Exercise prompt.
Extract every line of the data below that contains the string "photo", matching case exactly.

··· Supplied records ···

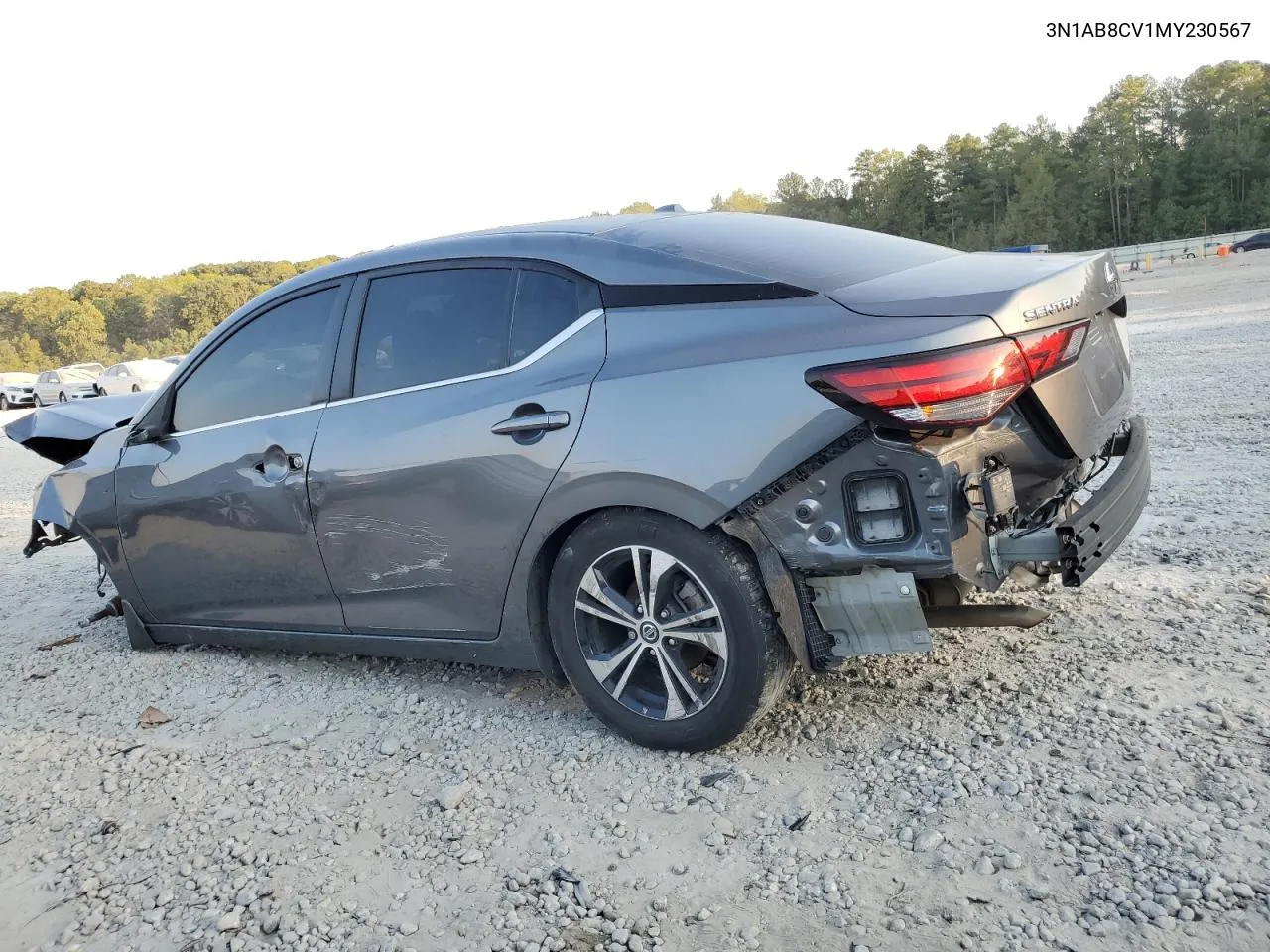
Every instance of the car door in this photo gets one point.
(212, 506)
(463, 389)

···
··· Supplied records ···

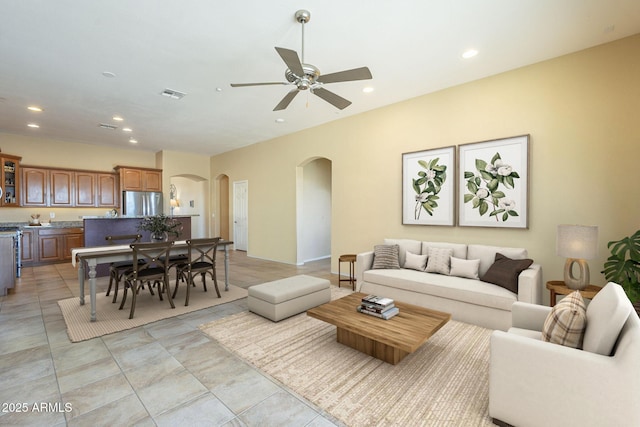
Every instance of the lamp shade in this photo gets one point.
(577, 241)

···

Problem solution.
Every instance of the car door in this photo gets one point.
Every instance of the lamp shade in this photo gets one point.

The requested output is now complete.